◆ **Source text**
The people of Queens deserve better than an opportunistic, unemployed politician as their State Senator. New Yorkers need a State Senator who cares about them, abides by the law and is truly interested in improving our schools, lowering taxes and creating jobs. Anthony Como has shown once again that he does not meet those criteria.
Former New York City Council Member Anthony Como, a Republican who is running for State Senate in Queens against Joe Addabbo, must return nearly $13,000 in unspent and misspent funds to the New York City Campaign Finance Board, according to a July 22 audit released by the CFB.
The charges stem from his losing 2008 general election Council loss to Elizabeth Crowley. The repayment includes $6,800 that was spent impermissibly on phone and copy machine contracts for his campaign office that spanned well beyond Election Day, repayments of unspent campaign funds, and $100 spent on a newspaper ad for the Holy Child Jesus Team Drama Club that the CFB deemed not campaign related. The campaign was also assessed $500 in penalties.
Como, an attorney, and his Council campaign treasurer, Laura Schreiner, are personally liable to pay off the nearly $13,000 balance, which the Board must receive by August 25, according to the audit.

◆ **Instruction A**
From the passage on Anthony Como's campaign audit, quote the text starting at "The charges stem" and ending at "assessed $500 in penalties.".
◆ **Instruction B**
Summarize the passage on Anthony Como's campaign audit in two sentences.
◆ **Instruction C**
Proceed with the passage on Anthony Como's campaign audit, picking up after its final sentence.

◆ **Recorded information**
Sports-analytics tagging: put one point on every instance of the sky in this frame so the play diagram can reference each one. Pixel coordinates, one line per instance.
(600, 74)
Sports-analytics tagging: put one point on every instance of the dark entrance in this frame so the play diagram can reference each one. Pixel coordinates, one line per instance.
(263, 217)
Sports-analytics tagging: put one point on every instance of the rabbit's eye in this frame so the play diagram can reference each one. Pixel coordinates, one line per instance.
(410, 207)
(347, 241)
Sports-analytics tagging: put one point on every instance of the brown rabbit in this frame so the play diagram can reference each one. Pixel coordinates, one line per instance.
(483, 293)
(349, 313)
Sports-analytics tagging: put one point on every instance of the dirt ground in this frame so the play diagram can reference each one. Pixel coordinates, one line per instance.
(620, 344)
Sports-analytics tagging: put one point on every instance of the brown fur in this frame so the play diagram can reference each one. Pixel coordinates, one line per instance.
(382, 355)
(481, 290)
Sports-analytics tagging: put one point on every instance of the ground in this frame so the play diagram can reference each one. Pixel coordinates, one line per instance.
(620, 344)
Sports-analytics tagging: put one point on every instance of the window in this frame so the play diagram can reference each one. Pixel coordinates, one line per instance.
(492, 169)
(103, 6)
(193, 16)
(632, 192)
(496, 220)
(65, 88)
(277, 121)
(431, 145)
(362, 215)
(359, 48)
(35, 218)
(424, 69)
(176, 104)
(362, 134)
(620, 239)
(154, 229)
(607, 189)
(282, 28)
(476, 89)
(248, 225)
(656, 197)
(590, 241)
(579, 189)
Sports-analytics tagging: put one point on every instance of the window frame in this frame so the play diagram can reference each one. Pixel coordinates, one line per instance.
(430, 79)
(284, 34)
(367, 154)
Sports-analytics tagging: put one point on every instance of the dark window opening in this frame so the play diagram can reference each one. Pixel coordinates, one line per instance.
==
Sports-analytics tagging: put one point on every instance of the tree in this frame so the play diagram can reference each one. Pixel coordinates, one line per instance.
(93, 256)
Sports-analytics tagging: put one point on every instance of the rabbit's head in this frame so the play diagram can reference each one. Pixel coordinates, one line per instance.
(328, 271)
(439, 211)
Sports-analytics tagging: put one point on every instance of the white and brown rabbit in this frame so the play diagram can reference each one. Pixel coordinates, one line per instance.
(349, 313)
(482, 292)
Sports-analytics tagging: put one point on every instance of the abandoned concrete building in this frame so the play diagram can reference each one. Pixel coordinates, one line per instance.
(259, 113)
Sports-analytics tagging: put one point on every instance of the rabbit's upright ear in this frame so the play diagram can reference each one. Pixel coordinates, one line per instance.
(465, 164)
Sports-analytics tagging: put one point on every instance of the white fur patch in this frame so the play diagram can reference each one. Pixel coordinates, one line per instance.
==
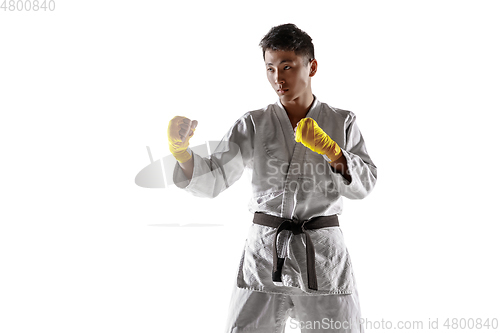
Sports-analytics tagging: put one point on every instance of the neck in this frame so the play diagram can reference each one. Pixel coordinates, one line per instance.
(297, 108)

◆ **Task answer A**
The charges stem from his losing 2008 general election Council loss to Elizabeth Crowley. The repayment includes $6,800 that was spent impermissibly on phone and copy machine contracts for his campaign office that spanned well beyond Election Day, repayments of unspent campaign funds, and $100 spent on a newspaper ad for the Holy Child Jesus Team Drama Club that the CFB deemed not campaign related. The campaign was also assessed $500 in penalties.

◆ **Task answer B**
Anthony Como, a former New York City Council Member running as a Republican for State Senate in Queens against Joe Addabbo, must return nearly $13,000 in unspent and misspent funds to the New York City Campaign Finance Board, according to a July 22 audit tied to his 2008 Council loss to Elizabeth Crowley. The repayment includes $6,800 in phone and copy machine contracts that ran well beyond Election Day, unspent campaign funds and a $100 newspaper ad deemed not campaign related, and the campaign was also assessed $500 in penalties, with Como and his treasurer, Laura Schreiner, personally liable for the balance by August 25.

◆ **Task answer C**
Como’s Council re-election campaign’s most recent CFB disclosure, filed in January 2010, showed only $5,200 in his account. After an inquiry from City Hall, Como said he would double check whether he had enough money in the account to pay the $13,000 balance.
“I’ve been busy with the State Senate campaign, but I’m going to find out,” he said. “I believe the money should be in the account.”
Eric Friedman, a spokesman for the New York City Campaign Finance Board, said that Como would likely be allowed to pay off his remaining debt through his State Senate campaign’s account.
But there is not yet enough money there to pay off the balance either: according his July 15 filing, Como had raised $17,600, had spent $13,700, and had only $3,900 on hand.
Update 4:44 p.m.
John Conklin, a spokesman for the State Board of Elections, confirmed that Como could transfer money, if he so desires, from his State Senate account to pay off debt from his Council campaign.